Trecho fornecido
<<<<

Esse deplorável espetáculo de contorcionismo e pirotecnias arquitetadas para entorpecer os sentidos de tal forma que passe desapercebido o vácuo avassalador de conteúdo, é a prova cabal da perspicácia do personagem Settembrini.

E olha que esse livro foi escrito em 1924.

A música é, sim, de um valor inestimável como meio supremo de arrebatamento, como força que nos faz avançar e voar mais alto, mas só, e somente só quando o espírito já se acha preparado para a acolher.

Se não temos preparado os espíritos, que outra forma de arrebatamento seria de se esperar?

E não é que os jovens estejam mais burros ou estúpidos: eles carecem de fundamento, de nutrientes básicos para o desenvolvimento da crítica, do pensamento livre, da elaboração própria de conceitos, da visão de mundo que leva a um entendimento mais amplo tanto interno como externo.

O mais trágico é que vagamos entorpecidos e às escuras tendo a nosso alcance dezenas de séculos de criação intelectual, de pensamentos, de observações e conclusões.

>>>>

Informações extraídas

<<<<

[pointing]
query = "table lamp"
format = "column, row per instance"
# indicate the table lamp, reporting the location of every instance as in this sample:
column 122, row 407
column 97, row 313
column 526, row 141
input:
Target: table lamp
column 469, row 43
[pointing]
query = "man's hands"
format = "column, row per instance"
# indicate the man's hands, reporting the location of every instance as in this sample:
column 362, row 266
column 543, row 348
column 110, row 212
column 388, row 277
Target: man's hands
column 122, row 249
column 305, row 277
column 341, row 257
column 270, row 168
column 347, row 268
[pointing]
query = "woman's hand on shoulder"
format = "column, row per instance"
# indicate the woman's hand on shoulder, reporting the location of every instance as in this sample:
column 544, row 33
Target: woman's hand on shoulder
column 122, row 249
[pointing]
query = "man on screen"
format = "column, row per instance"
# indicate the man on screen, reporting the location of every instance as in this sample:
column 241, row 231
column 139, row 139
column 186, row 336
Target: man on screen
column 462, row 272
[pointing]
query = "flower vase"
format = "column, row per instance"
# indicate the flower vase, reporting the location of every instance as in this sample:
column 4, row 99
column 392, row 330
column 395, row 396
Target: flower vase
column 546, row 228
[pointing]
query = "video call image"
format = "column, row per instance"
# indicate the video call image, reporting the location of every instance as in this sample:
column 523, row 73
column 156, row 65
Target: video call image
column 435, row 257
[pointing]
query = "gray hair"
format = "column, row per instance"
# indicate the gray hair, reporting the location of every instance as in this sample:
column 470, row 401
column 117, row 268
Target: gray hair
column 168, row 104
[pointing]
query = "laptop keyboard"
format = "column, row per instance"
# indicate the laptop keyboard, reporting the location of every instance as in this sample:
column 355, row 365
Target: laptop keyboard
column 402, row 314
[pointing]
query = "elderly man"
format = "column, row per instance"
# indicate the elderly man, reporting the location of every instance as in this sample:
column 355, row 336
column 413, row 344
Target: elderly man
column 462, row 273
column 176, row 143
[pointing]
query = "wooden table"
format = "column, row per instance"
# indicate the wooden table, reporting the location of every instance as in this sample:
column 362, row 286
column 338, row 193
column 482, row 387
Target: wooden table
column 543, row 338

>>>>

Ações necessárias
a – Responda com base no trecho sobre música e formação do espírito:
(i) Em que ano foi escrito o livro citado?
(ii) De qual personagem a perspicácia é comprovada?
(iii) Segundo o trecho, em que condição a música tem valor inestimável?
b – Selecione nos registros todas as linhas que contêm a palavra "hair", levando em conta maiúsculas e minúsculas.
O trecho e os registros são materiais independentes, sem ligação entre si.

Respostas por tarefa
a –
(i) Em 1924.
(ii) Do personagem Settembrini.
(iii) Só quando o espírito já se acha preparado para a acolher.

b –
query = "gray hair"
# indicate the gray hair, reporting the location of every instance as in this sample:
Target: gray hair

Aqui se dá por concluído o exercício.